#### TEXT SECTION:
"""
The Desire of outward Possessions, Riches, and Wealth, does also prevail greatly in the Minds of Men; and no wonder, since Men have not only need thereof for their own Support and Preservation in the World, but also often lie under an indispensible Duty to provide them for others. But then, because our Wants are not infinite, but lie in a very narrow Compass, and since Nature is not wanting in a plentiful Provision for the Necessities of her Sons; and lastly, since all that we can heap together must, at our Death, fall to others; we must moderate our Desire and our Pursuit of those Things, and govern our selves in the Use of them according to the just Occasions of Nature, and the modest Demands of Temperance and Sobriety. We must do no dishonest or base Thing for the procuring them; we must not increase them by sordid Avarice, nor squander them away by profuse Prodigality, nor in any ways make them subservient to vicious and dishonest Purposes. Farther, since Riches are of a very perishable Nature, and may be taken from us by many Accidents and Casualties, we must, with respect to ’em, put our Mind in so even a Temper, as not to lose it self if it should happen to lose them.

VII. In what manner we may desire Pleasures. L. N. N. l. 2. c. 4. §11.

The Desire of Pleasures does as strongly excite the Minds of Men as that of Honour or Riches: In reference to these we must observe, that there are Innocent Pleasures and Criminal Pleasures. The latter of which must be always avoided; but it is by no means a Fault to enjoy the former, provided it be done with moderation, and in conformity to the Rules of Temperance and Sobriety. As there is no Fault to avoid, as much as may be, unnecessary Grief and Pain, because they tend to the Destruction of the Body; so Reason, on the other side, is so far from forbidding us the Enjoyment of moderate Recreation and innocent Pleasure, that it directs us to entertain our Senses with such Objects as are, in this manner, agreeable and delightful to them, since hereby the Mind is unbent and refresh’d, and render’d more active and vigorous. But then, in the Enjoyment of these lawful and innocent Gratifications, great Care is to be taken, that we enjoy them to such a Degree only, that we be not thereby weakened and enervated; that neither the Vigour of the Body or Soul be thereby lessen’d; that they waste not nor consume our Wealth, when it might be better and more usefully laid out; and that they steal not our Time from better and more necessary Employments. Lastly, This must be an inviolable Rule, that no Pleasure must be purchased at so dear a Rate, as the Neglect or Transgression of our Duty; nor ought any to be receiv’d that brings after it Loss, Disgrace, Sorrow, or Repentance.

VIII. 4. We ought to subject our Passions to the Government of our Reason. L. N. N. l. 2. c. 4. §21.

Lastly, The chief Care incumbent on us, in order to improve and well cultivate our Mind, is, to use the utmost Diligence, To gain the Mastery over our Passions; to maintain the Sovereignty of our Reason over the Motions and Affections of our Minds; the greatest Part of which, if they gain the Ascendant, and grow masterless, do not only impair the Health of the Body, and the Vigour of the Soul, but cast such a Cloud on the Judgment and Understanding, as to wrest them violently from the Ways of Reason, and of Duty. So that the natural Principle of Prudence and Probity amongst Men, may be justly said to be founded in calming and cooling the Passions. But let us briefly speak of them in particular.
"""
#### SUPPLIED RECORDS:
"""
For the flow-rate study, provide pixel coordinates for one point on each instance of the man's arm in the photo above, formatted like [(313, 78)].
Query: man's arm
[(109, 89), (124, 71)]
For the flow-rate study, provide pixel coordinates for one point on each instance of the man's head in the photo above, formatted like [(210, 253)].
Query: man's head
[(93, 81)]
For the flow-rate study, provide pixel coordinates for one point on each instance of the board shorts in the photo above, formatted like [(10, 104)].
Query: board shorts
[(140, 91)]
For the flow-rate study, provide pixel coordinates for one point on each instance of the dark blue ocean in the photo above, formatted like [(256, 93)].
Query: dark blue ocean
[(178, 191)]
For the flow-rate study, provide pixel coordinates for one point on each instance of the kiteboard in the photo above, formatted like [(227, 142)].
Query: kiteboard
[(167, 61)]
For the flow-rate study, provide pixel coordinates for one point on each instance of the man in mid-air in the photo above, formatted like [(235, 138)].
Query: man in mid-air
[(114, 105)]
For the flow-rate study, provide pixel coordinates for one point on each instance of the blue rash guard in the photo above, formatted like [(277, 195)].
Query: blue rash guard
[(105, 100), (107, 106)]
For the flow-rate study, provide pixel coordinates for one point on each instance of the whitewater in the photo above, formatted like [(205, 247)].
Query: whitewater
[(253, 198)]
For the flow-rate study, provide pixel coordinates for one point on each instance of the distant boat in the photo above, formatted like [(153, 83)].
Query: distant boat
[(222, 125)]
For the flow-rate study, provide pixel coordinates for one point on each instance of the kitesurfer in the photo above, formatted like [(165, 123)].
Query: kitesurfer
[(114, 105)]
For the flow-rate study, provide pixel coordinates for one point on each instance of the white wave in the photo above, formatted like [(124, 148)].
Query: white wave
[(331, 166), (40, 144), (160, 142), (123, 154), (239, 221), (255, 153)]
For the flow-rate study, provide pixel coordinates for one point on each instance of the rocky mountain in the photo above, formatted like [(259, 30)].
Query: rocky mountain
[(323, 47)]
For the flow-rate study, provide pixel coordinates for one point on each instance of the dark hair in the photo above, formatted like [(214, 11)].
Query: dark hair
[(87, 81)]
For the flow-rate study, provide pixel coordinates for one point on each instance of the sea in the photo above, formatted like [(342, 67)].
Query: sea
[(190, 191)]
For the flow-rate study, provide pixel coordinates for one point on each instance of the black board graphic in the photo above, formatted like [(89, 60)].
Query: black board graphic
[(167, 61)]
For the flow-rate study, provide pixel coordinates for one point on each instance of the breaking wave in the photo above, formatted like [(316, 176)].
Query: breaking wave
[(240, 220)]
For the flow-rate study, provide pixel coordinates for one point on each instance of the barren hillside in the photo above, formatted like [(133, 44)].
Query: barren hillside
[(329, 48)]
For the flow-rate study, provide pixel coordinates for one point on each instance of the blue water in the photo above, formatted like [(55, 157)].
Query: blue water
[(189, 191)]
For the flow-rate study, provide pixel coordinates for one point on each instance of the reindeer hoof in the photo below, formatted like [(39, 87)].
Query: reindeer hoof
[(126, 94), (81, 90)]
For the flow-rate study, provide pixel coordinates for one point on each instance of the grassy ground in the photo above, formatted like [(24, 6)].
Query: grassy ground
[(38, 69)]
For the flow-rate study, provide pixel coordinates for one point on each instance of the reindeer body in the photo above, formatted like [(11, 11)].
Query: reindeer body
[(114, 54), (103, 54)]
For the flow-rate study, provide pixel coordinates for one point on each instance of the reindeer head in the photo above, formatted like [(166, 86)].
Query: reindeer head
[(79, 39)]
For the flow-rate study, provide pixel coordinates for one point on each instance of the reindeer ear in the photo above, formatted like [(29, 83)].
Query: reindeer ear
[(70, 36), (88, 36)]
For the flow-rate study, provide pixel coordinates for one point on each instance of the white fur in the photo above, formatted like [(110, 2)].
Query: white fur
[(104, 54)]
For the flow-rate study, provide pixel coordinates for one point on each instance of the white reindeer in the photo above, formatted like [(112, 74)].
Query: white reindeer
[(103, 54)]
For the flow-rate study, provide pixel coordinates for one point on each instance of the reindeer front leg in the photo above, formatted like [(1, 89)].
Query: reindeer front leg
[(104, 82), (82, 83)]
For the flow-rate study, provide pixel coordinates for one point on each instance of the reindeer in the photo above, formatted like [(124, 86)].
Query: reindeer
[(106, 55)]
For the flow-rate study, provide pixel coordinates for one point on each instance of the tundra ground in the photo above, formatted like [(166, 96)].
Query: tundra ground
"""
#### EXERCISE:
Carry the text on moderating desires and governing the passions forward from its last sentence. The entries have no connection to the text on moderating desires and passions.

#### OUTPUT OF THE TASK:
JOY is in it self a Passion most agreeable to Nature; but strict Care is to be taken, that it break not out on improper Occasions, that it shew not itself in Matters vain or trifling, base or indecent.

SORROW, like a Canker, wastes both the Body and Soul: it is therefore as much as possible to be remov’d and expell’d, nor ever to be admitted, even moderately, unless when by the Ties of Humanity, we are obliged to express our Concern, or Pity at the Misfortunes, or at the Deaths of others; and as it is requisite to the great Duty of Repentance.

LOVE is a Passion of a benevolent and friendly Nature to Mankind; but yet it is to be so wisely managed and moderated, that it be not fix’d upon an unworthy Object; that we take not unlawful Ways to satisfy its Demands; that it keep within due Bounds, so as not to degenerate into Disease and Disquiet, if the beloved Object is not to be obtained.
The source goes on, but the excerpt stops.